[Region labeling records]

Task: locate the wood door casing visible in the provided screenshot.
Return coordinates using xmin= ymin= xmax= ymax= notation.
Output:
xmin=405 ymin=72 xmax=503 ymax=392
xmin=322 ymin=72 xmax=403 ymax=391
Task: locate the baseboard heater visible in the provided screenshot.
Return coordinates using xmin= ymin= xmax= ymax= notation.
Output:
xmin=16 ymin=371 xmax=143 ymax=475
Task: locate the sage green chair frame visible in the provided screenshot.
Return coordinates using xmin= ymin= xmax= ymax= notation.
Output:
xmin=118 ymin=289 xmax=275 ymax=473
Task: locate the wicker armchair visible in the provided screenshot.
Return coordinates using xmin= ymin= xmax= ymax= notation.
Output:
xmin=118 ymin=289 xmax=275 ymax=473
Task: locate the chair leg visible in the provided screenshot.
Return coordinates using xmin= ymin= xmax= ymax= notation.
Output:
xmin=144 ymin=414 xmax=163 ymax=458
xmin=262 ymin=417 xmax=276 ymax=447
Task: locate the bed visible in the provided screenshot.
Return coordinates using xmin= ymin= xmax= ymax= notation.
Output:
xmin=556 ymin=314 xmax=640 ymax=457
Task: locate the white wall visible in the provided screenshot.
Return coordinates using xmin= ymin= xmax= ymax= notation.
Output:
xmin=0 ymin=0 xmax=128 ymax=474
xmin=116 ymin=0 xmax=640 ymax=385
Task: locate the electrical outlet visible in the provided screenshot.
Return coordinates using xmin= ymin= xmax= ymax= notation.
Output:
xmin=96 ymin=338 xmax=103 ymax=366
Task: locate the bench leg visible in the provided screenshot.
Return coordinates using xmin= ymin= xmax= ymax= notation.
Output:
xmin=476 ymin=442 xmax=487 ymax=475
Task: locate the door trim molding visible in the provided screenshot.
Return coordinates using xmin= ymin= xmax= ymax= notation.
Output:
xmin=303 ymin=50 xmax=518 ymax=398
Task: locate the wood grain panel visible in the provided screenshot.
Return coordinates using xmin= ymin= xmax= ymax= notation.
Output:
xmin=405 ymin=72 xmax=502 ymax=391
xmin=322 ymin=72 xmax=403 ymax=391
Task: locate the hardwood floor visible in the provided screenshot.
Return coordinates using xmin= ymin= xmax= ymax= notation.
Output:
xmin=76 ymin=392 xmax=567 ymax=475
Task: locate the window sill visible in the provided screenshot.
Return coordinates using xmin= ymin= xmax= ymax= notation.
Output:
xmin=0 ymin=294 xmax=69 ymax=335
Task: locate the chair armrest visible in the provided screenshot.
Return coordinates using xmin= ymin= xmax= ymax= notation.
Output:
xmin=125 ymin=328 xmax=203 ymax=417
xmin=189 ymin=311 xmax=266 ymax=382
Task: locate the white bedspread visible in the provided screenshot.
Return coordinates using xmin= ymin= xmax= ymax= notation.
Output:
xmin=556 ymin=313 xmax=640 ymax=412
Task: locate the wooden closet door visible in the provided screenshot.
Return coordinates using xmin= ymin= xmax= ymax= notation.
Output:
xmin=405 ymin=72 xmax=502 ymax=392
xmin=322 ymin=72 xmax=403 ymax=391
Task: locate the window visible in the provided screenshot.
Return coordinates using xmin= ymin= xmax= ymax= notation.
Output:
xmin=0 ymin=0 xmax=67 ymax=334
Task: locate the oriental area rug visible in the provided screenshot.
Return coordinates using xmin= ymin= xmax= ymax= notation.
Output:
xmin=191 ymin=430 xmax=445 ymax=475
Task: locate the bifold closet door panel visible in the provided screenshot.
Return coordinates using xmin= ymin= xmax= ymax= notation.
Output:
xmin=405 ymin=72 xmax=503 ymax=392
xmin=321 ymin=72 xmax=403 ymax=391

## WHAT THE TASK ASKS
Reproduce all of the region labeling records above verbatim, leaving every line unaltered.

## RESPONSE BELOW
Task: locate the wood door casing visible in the provided screenshot.
Return coordinates using xmin= ymin= xmax= ymax= notation.
Output:
xmin=405 ymin=72 xmax=503 ymax=392
xmin=322 ymin=72 xmax=403 ymax=391
Task: locate the baseboard heater visible in the provided screenshot.
Return coordinates using xmin= ymin= xmax= ymax= notation.
Output:
xmin=16 ymin=371 xmax=143 ymax=475
Task: locate the sage green chair frame visible in the provided screenshot.
Return coordinates using xmin= ymin= xmax= ymax= notation.
Output:
xmin=118 ymin=289 xmax=275 ymax=473
Task: locate the wicker armchair visible in the provided screenshot.
Return coordinates using xmin= ymin= xmax= ymax= notation.
Output:
xmin=118 ymin=289 xmax=275 ymax=473
Task: locate the chair leg visible in the provided screenshot.
Return coordinates using xmin= ymin= xmax= ymax= notation.
Output:
xmin=144 ymin=414 xmax=163 ymax=458
xmin=262 ymin=417 xmax=276 ymax=447
Task: locate the bed visible in the provided screenshot.
Return coordinates using xmin= ymin= xmax= ymax= notation.
Output:
xmin=556 ymin=314 xmax=640 ymax=457
Task: locate the white wall visible in the provided screenshot.
Return coordinates using xmin= ymin= xmax= ymax= notation.
Output:
xmin=0 ymin=0 xmax=128 ymax=474
xmin=116 ymin=0 xmax=640 ymax=385
Task: locate the electrical outlet visible in the provided screenshot.
Return coordinates using xmin= ymin= xmax= ymax= notation.
Output:
xmin=96 ymin=338 xmax=103 ymax=366
Task: locate the bench leg visible in the provided screenshot.
Return coordinates using xmin= ymin= xmax= ymax= notation.
Output:
xmin=476 ymin=442 xmax=487 ymax=475
Task: locate the door trim molding visible in the provided screenshot.
Return coordinates using xmin= ymin= xmax= ymax= notation.
Output:
xmin=303 ymin=50 xmax=518 ymax=398
Task: locate the wood grain panel visible in the provided screenshot.
Return coordinates using xmin= ymin= xmax= ymax= notation.
Output:
xmin=405 ymin=72 xmax=502 ymax=391
xmin=322 ymin=72 xmax=403 ymax=391
Task: locate the hardwood floor visible in the provided screenshot.
Return coordinates using xmin= ymin= xmax= ymax= notation.
Output:
xmin=76 ymin=392 xmax=567 ymax=475
Task: locate the window sill visible in the provided screenshot.
Return coordinates using xmin= ymin= xmax= ymax= notation.
Output:
xmin=0 ymin=294 xmax=69 ymax=335
Task: locate the chair armrest visible in the provided screenshot.
Return coordinates using xmin= ymin= xmax= ymax= notation.
Output:
xmin=125 ymin=328 xmax=203 ymax=417
xmin=189 ymin=311 xmax=266 ymax=382
Task: locate the white bedspread visible in the provided screenshot.
Return coordinates using xmin= ymin= xmax= ymax= notation.
Output:
xmin=556 ymin=313 xmax=640 ymax=412
Task: locate the wooden closet door visible in the provided screenshot.
Return coordinates using xmin= ymin= xmax= ymax= notation.
Output:
xmin=405 ymin=72 xmax=502 ymax=392
xmin=322 ymin=72 xmax=403 ymax=391
Task: locate the window visible in the provided screenshot.
Return coordinates using xmin= ymin= xmax= ymax= notation.
Output:
xmin=0 ymin=0 xmax=67 ymax=334
Task: locate the oriental area rug visible in the provided screenshot.
Return coordinates using xmin= ymin= xmax= ymax= notation.
Output:
xmin=191 ymin=430 xmax=445 ymax=475
Task: locate the bifold closet door panel visible in the provided screenshot.
Return coordinates using xmin= ymin= xmax= ymax= notation.
Output:
xmin=405 ymin=72 xmax=503 ymax=392
xmin=321 ymin=72 xmax=403 ymax=391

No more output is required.